» **RECORD SET**

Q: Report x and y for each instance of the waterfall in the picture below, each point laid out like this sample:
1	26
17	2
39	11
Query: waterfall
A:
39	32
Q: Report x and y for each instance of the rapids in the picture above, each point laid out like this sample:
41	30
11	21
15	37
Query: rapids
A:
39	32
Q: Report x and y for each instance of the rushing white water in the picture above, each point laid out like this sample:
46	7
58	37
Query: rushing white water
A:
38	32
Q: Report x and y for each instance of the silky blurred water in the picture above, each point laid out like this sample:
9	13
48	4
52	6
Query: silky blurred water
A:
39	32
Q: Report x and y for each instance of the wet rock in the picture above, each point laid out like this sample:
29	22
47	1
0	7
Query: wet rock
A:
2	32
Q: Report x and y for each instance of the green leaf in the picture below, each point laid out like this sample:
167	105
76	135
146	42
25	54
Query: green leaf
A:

--

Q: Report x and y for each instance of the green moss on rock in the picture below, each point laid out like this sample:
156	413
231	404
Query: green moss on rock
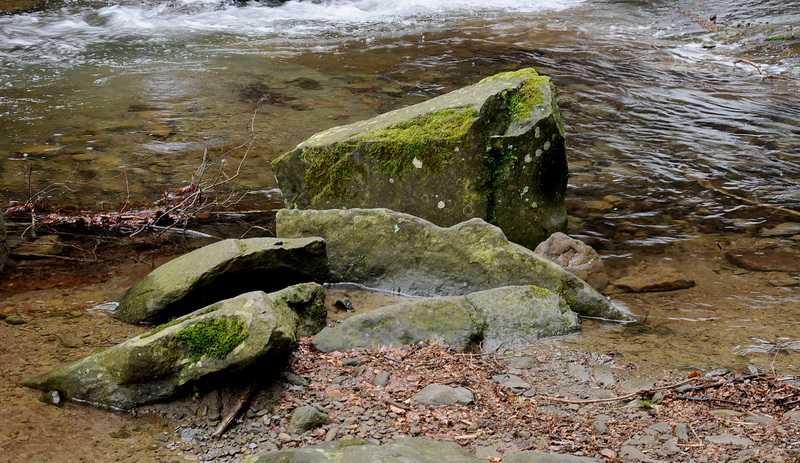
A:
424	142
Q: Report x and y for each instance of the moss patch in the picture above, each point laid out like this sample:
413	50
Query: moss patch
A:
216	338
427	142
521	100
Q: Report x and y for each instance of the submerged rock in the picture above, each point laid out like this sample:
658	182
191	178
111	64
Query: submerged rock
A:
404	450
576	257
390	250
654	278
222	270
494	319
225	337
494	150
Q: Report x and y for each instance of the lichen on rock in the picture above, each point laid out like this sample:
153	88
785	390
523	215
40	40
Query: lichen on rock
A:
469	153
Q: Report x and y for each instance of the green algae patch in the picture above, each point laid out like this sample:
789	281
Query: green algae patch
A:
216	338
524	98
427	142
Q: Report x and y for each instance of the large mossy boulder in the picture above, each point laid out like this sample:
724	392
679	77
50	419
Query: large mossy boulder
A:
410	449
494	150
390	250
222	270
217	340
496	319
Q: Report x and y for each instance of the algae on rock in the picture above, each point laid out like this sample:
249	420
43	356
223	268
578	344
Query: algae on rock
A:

» **EXERCISE PROMPT**
Please list each line in the rows above that contains the word "lichen", copying every such line in full.

» **SOLVED PROBLEM**
Q: Report x and y for each instance of the lichen on rock in the picture above, each point laid out like this sample:
Query: lichen on rock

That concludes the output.